PROBLEM TO SOLVE:
Leave out the pictures and copy each record below exactly.

PROVIDED INFORMATION:

:::

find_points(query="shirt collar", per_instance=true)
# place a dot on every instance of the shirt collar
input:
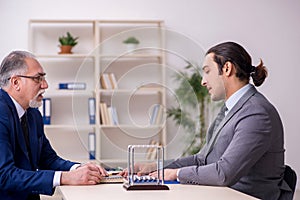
(233, 99)
(19, 108)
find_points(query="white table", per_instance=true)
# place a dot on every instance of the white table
(176, 192)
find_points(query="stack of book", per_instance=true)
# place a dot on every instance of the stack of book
(108, 81)
(108, 114)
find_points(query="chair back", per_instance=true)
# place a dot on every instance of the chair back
(290, 177)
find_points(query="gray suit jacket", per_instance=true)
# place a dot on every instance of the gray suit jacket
(248, 154)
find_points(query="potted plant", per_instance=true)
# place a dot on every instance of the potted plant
(67, 42)
(131, 43)
(194, 99)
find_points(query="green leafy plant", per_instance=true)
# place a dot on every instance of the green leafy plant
(68, 40)
(192, 96)
(131, 40)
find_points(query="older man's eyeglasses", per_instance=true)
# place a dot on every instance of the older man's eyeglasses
(37, 79)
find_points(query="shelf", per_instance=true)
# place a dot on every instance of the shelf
(68, 93)
(139, 76)
(69, 126)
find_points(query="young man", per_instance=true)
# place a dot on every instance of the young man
(28, 164)
(245, 149)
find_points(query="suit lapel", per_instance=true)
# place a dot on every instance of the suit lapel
(229, 115)
(18, 129)
(33, 140)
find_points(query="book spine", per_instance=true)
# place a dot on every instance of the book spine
(92, 146)
(92, 110)
(47, 110)
(72, 86)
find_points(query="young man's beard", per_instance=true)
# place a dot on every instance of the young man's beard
(34, 103)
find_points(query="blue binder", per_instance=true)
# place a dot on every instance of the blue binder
(92, 146)
(47, 110)
(92, 110)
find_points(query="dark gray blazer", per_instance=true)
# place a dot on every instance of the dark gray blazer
(248, 154)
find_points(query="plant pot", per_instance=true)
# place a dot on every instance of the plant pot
(131, 47)
(65, 49)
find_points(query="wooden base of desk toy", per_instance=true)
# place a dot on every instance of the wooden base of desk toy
(145, 187)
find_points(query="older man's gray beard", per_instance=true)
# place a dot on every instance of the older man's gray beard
(34, 103)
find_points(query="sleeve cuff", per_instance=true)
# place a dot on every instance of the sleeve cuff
(75, 166)
(56, 179)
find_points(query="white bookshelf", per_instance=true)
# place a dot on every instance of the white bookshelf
(140, 77)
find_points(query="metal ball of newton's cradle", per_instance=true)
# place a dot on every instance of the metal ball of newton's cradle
(135, 182)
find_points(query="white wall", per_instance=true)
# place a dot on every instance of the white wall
(269, 29)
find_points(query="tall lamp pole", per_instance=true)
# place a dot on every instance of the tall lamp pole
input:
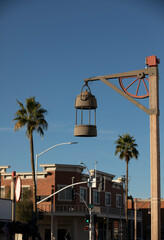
(140, 77)
(90, 202)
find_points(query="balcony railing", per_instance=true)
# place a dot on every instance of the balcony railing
(82, 210)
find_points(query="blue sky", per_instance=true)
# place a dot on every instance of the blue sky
(47, 48)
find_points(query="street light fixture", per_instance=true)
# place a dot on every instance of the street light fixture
(142, 78)
(91, 230)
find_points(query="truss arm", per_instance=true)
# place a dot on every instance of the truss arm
(149, 71)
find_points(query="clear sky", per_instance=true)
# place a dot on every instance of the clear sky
(47, 48)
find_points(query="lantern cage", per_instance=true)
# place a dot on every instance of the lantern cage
(85, 105)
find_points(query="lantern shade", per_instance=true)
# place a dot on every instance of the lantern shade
(85, 131)
(85, 101)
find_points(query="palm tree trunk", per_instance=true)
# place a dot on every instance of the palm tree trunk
(126, 197)
(33, 172)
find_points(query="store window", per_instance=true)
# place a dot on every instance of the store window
(83, 194)
(65, 195)
(2, 192)
(118, 200)
(96, 197)
(108, 199)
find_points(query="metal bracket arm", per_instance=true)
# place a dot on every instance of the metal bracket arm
(148, 71)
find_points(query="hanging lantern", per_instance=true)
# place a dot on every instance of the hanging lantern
(86, 104)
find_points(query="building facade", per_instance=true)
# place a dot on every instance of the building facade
(66, 211)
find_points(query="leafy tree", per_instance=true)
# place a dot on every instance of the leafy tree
(127, 149)
(32, 116)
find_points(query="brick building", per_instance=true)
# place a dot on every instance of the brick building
(144, 227)
(67, 212)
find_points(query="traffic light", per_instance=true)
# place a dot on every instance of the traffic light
(87, 218)
(95, 218)
(73, 193)
(86, 228)
(102, 184)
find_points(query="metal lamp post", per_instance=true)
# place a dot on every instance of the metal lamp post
(148, 80)
(90, 202)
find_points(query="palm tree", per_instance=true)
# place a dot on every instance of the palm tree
(31, 116)
(127, 149)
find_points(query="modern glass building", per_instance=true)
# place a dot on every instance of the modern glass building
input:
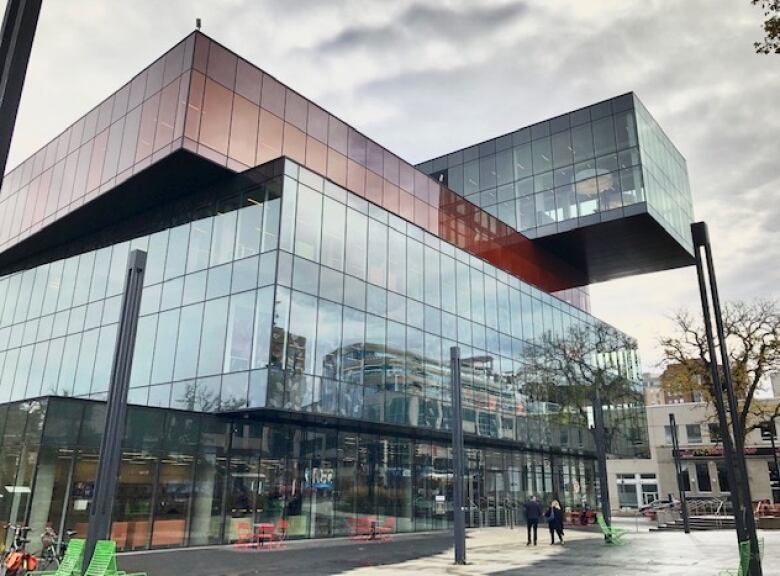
(303, 289)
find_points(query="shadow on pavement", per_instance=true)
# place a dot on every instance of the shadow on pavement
(301, 558)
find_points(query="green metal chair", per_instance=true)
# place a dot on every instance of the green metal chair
(71, 562)
(744, 559)
(103, 561)
(611, 534)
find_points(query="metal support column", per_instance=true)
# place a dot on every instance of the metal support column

:::

RESULT FOR THIS TASK:
find_points(query="shirt collar", per_instance=true)
# place a dot on every instance of the shirt collar
input:
(233, 99)
(19, 108)
find_points(query="white table", per_instance=true)
# place a dot on every instance of the white table
(176, 192)
find_points(query="stack of book", per_instance=true)
# place a dot on every instance of the stack of book
(108, 81)
(108, 114)
find_points(query="chair back", per_instance=true)
# place a dot on every instance of the chair back
(290, 177)
find_points(query="gray suit jacket", per_instance=true)
# place a dot on every instance of the gray suit jacket
(248, 154)
find_points(query="potted plant", per_instance=true)
# place a dot on every instance of the potted plant
(67, 42)
(131, 43)
(194, 99)
find_points(query="green leafy plant", per_instance=true)
# place a dot on every instance of the green leafy plant
(68, 40)
(192, 96)
(131, 40)
find_points(query="older man's eyeglasses", per_instance=true)
# place a dot on every instance of the older man's eyeglasses
(37, 79)
find_points(query="shelf", per_instance=true)
# place a dot on every instance of the shelf
(68, 93)
(139, 76)
(69, 126)
find_points(query="young man", per_instance=true)
# place a dot on every instance of the young man
(28, 164)
(245, 149)
find_points(query="suit lapel", per_instance=true)
# place a dot on every instance of the suit lapel
(229, 115)
(18, 129)
(33, 140)
find_points(query="book spine", per_instance=true)
# place a dot on every instance of the book spine
(92, 146)
(92, 110)
(47, 110)
(72, 86)
find_points(query="young man's beard", per_instance=true)
# place a dot on every instance of the young man's beard
(34, 103)
find_points(query="blue binder", per_instance=true)
# place a dot on every instance of the blue binder
(92, 146)
(47, 110)
(92, 110)
find_points(query="dark gray blazer", per_instance=true)
# place a dot on every instance of the dark gray blazer
(248, 154)
find_points(query="plant pot", per_instance=true)
# place a dot on every instance of the plant pot
(131, 47)
(65, 49)
find_points(query="wooden base of desk toy", per_instance=true)
# place a dot on every instance of the wooden base of desk toy
(145, 187)
find_points(query="older man's gray beard", per_instance=true)
# place a dot on every instance of the older man's gray beard
(34, 103)
find_points(query="sleeve cuff", per_instance=true)
# place a dot on every instance of the sleeve cuff
(75, 166)
(56, 179)
find_points(query="white bookshelf", per_instance=true)
# place a dot on every instance of the white bookshelf
(140, 77)
find_points(query="metal ball of newton's cradle", per_instance=true)
# place a dot on every instance of the metal ball of newton's cradle
(135, 182)
find_points(query="white wall", per_instance=true)
# place a dot on every instance of the white wall
(269, 29)
find_points(query="tall lamp pole", per_instance=true)
# place a dot on every instance of the tall lamp pole
input:
(140, 77)
(90, 202)
find_points(query="balcony railing", per_instance=true)
# place a dot on every instance of the balcony railing
(82, 210)
find_points(query="blue sky", per_instance=true)
# place a dot on every instance of the blue sky
(47, 48)
find_points(query="street light fixture", per_instance=true)
# place a dot on every instance of the street light fixture
(142, 78)
(91, 230)
find_points(query="truss arm", per_instance=true)
# place a dot on every instance of the truss arm
(149, 71)
find_points(query="clear sky", per_instance=true)
# place a dot on every instance of the clear sky
(47, 48)
find_points(query="lantern cage", per_instance=true)
# place a dot on every instance of the lantern cage
(85, 105)
find_points(query="lantern shade", per_instance=true)
# place a dot on every instance of the lantern shade
(85, 131)
(85, 101)
find_points(query="palm tree trunk", per_instance=true)
# place a dot on every instance of the palm tree trunk
(126, 197)
(33, 172)
find_points(query="store window", per_instance=true)
# place a dot on every instance of the store window
(83, 194)
(65, 195)
(2, 192)
(118, 200)
(96, 197)
(108, 199)
find_points(query="metal bracket arm", per_instance=true)
# place a dot on every instance of the metal bracket arm
(148, 71)
find_points(query="hanging lantern", per_instance=true)
# place a dot on every instance of the hanging lantern
(86, 104)
find_points(query="building facade", per_instance=true)
# place a dot on every instance of the building facade
(66, 211)
find_points(query="leafy tree", per_instance=true)
# place a dot on every instance of the leafy tree
(127, 149)
(32, 116)
find_points(query="brick building", per_instance=true)
# place a dot on every instance of the brick building
(144, 227)
(67, 212)
find_points(query="traffic light", per_instance=true)
# place a dot on every instance of the traffic light
(87, 218)
(95, 218)
(73, 193)
(86, 228)
(102, 184)
find_points(query="metal lamp post", per_instance=true)
# place a dot on every instance of the metal lamp post
(148, 80)
(90, 202)
find_points(query="palm tree", per_instance=true)
# place a dot on every instance of the palm tree
(31, 116)
(127, 149)
find_points(query="modern glass building", per_instance=true)
# place a dot on every instance of the modern glass building
input:
(303, 289)
find_points(query="shadow on pavement", per_instance=true)
# place a dot on every instance of the shadow on pavement
(301, 558)
find_points(query="green metal chair", per_instance=true)
# place a dot on every instance of the green metal chair
(71, 562)
(744, 559)
(103, 561)
(611, 534)
find_points(query="metal support column", per_instance=true)
# place a dot on every instance of the metal support column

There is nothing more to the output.